(Dataset excerpt)
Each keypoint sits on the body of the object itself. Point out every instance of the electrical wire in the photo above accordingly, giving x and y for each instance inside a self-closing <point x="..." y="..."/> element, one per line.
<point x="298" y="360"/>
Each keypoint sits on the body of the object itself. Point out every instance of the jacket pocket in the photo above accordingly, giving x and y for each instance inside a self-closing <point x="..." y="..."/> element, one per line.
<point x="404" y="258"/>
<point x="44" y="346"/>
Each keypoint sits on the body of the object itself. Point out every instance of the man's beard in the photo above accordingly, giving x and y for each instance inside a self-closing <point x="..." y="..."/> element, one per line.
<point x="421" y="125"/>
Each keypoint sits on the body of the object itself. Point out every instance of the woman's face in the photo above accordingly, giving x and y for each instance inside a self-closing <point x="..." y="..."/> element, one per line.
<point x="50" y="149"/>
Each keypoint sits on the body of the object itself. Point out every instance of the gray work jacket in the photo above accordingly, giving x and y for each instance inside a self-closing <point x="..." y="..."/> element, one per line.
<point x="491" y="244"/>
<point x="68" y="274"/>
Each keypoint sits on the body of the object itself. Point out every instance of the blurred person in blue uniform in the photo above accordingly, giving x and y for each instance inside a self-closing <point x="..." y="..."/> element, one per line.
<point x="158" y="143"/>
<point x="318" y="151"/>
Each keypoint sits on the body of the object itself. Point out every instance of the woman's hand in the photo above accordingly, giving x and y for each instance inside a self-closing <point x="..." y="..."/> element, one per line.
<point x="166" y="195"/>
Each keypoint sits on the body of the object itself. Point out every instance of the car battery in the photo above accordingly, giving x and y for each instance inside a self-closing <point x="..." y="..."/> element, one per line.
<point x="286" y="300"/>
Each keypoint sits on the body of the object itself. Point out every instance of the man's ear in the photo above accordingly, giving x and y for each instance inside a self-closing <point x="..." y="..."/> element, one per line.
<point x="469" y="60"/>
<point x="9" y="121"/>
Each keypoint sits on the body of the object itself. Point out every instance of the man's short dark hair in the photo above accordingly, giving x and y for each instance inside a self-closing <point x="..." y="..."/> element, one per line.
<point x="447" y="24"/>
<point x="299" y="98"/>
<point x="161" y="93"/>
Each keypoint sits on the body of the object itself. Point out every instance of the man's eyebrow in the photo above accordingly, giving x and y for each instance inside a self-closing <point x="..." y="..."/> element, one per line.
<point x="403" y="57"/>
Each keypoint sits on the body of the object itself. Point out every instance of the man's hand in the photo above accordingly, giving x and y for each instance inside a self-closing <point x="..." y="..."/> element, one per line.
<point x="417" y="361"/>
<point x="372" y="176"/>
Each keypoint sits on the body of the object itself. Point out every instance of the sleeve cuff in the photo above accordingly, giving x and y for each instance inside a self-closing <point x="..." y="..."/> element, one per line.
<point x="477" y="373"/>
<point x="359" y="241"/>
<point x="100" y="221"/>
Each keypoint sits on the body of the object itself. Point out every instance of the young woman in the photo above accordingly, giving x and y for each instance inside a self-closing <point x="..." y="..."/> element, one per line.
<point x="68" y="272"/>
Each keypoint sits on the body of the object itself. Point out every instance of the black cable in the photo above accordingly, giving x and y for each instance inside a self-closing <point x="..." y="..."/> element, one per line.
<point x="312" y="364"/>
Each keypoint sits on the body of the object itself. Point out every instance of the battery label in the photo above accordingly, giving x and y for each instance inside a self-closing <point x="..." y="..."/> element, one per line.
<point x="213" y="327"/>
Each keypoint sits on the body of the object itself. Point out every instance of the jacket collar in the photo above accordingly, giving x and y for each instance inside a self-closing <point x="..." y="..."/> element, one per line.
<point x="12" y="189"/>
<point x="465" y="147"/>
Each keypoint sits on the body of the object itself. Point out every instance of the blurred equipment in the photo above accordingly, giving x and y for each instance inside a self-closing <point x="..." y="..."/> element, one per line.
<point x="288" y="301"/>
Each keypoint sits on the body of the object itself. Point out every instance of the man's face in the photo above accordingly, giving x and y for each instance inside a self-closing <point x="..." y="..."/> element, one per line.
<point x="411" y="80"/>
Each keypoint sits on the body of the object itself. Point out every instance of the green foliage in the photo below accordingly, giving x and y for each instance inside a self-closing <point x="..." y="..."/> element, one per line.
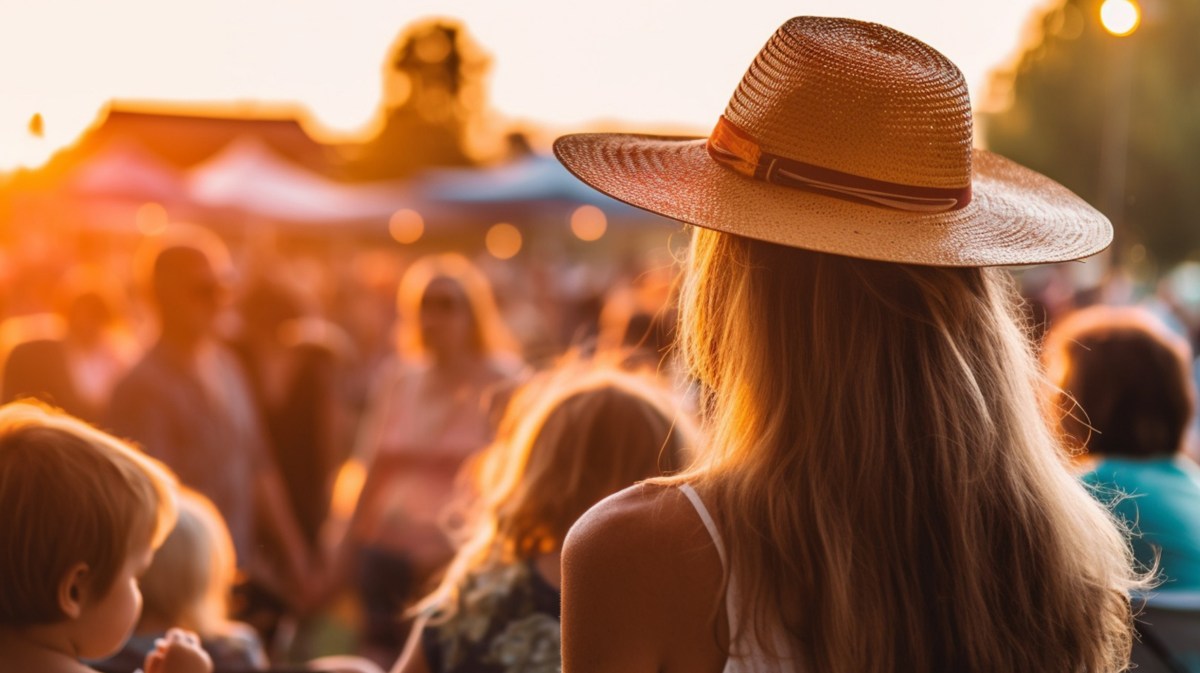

### EXERCISE TASK
Count the lines of the data above that contain the string "sleeve", and reply with the number alone.

### ANSWER BELOW
1